▶ **What is required**
Count the lines in the listing below that contain the word "undergrowth", and give only the number.

▶ **Data for this task**
---+---
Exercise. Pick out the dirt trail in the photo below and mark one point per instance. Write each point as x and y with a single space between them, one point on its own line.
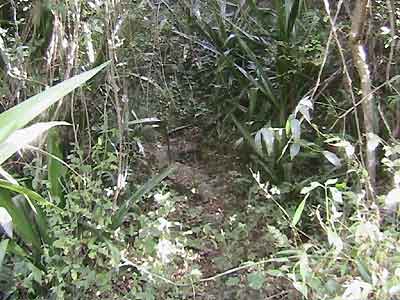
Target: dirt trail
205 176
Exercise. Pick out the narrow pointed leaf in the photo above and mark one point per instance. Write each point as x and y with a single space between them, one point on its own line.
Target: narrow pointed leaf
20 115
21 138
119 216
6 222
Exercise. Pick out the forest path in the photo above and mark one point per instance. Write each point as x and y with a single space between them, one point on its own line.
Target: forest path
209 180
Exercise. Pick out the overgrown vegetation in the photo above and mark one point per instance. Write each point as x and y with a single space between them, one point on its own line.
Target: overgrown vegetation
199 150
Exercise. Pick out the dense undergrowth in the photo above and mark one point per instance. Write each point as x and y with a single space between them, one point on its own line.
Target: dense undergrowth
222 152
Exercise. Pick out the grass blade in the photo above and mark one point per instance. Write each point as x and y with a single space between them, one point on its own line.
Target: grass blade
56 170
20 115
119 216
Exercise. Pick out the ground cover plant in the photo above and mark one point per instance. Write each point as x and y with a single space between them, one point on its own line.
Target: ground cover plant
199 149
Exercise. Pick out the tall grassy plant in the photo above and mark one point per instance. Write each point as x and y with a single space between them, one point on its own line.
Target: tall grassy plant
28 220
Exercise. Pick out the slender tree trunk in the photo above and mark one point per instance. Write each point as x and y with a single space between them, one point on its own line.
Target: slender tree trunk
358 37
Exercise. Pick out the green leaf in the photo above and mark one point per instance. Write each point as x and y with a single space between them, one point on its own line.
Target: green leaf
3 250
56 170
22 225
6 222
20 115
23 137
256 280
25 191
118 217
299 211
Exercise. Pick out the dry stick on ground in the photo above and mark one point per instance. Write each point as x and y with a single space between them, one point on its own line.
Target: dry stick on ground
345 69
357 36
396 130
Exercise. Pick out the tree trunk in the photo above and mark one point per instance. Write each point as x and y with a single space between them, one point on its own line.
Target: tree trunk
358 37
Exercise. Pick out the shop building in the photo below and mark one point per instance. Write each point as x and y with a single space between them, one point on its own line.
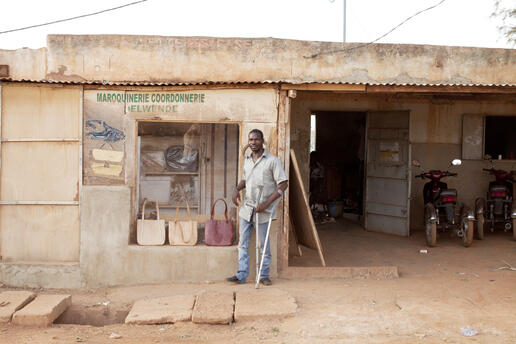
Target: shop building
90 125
---+---
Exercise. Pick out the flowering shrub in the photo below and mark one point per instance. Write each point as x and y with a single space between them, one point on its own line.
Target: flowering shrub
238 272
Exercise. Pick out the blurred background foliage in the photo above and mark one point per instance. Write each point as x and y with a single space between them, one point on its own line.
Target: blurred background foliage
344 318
---+---
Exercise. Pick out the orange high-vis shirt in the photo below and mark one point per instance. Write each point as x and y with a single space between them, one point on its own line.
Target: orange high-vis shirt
---+---
▶ **Response to this exercise**
2